TASK STATEMENT: Every entry below must be transcribed exactly, with no line missing.
[AVAILABLE DATA]
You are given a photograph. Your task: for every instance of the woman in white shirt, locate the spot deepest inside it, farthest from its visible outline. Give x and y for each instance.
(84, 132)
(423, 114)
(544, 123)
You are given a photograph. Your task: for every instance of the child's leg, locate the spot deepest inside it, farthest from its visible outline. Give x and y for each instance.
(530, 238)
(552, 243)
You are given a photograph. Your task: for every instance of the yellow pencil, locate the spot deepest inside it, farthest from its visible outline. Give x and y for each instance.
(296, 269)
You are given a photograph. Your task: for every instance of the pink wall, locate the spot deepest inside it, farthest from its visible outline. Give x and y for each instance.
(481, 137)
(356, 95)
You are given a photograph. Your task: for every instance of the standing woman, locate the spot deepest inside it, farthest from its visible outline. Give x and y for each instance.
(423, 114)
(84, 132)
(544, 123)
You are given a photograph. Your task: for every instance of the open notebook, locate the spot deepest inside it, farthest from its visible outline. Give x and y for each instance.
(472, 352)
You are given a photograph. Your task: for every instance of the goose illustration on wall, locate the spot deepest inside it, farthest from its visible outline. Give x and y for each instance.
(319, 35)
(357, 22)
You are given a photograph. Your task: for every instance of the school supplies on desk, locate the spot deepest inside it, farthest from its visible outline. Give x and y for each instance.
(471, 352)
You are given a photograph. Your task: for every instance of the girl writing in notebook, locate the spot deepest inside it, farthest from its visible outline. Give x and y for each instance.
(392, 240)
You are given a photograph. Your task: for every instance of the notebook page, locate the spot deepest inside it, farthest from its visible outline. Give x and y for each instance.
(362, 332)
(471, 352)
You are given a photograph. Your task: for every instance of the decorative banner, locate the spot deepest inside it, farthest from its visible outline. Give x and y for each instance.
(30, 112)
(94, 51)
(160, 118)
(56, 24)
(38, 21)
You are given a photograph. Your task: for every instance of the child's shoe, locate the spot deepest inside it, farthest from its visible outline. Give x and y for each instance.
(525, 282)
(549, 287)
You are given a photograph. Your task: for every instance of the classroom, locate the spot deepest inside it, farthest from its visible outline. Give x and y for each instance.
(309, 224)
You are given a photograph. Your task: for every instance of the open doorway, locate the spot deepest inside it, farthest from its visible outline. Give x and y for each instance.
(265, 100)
[/AVAILABLE DATA]
THE ANSWER:
You are given a photograph. Your task: for every instance of the woman in white shirt, locate the spot deepest inside it, farthest from its visible outline. Give x and y for each instance.
(84, 132)
(423, 114)
(544, 123)
You are given a photograph. Your task: for every instance of the child's leg, locate the spot deepest inside it, farthest from its visible outline. Give x and y for each instance.
(530, 238)
(552, 243)
You are given a photograph. Your task: for every instance of the yellow pencil, locate the spot deepest inside it, farthest from its visible outline. Give x and y for each instance.
(296, 269)
You are given a photograph. Your task: for every instance of the pink wall, locate the spot deepest inside it, farthest from its visible outline. Give x and y for each instance.
(481, 137)
(356, 95)
You are given a photograph. Your task: for every instance of the standing woman, locate the spot deepest inside it, farthest from its visible outline. Give x and y for each instance.
(423, 114)
(84, 132)
(544, 123)
You are given a photograph. Your task: for every instance of the open notebook, locate the spot deepest inside it, farthest from its visible outline. Give x and y for each instance.
(472, 352)
You are given a photograph. Your task: for every instance of the goose illustration on wall, locate the spot deepest inside it, farthest from its visible outline. Give x and y for each instance.
(319, 35)
(357, 22)
You are given a photograph. Your task: for every instance of the school supplies on desk, locate the spot deepest inside it, farthest from its visible outline. Give x and y for each instance.
(471, 352)
You are given a photograph. Your task: for every instance of the girl writing in notebook, locate the spot deepest inside it, farthest from its visible outline. Give x and y for each instance.
(392, 240)
You are given a photograph. Your task: for every instance of the notebook page, locate the spot deepest inside it, farthest from its visible outline. Give x and y for each instance.
(362, 332)
(471, 352)
You are given a photograph. Your task: for every instance of the decorative banner, locate the spot deepest inside it, farthest from its visible outline. Give x and y for each instance.
(30, 112)
(94, 51)
(160, 118)
(56, 24)
(38, 21)
You are given a photograph. Your task: for every instance of the child's shoe, locate the spot deepest inside it, farthest from its visible outline. Give x and y for each instance.
(525, 282)
(549, 287)
You are given a photograph. Your task: for every instance of the classroom, locate the spot deepest inside it, farthest from its visible outline. Give x and y for each instance.
(309, 224)
You are given a photograph. Your task: for every instance of the open doorway, locate the spot deepest inside it, farthest from its visible outline. Give x and y for each instance.
(265, 100)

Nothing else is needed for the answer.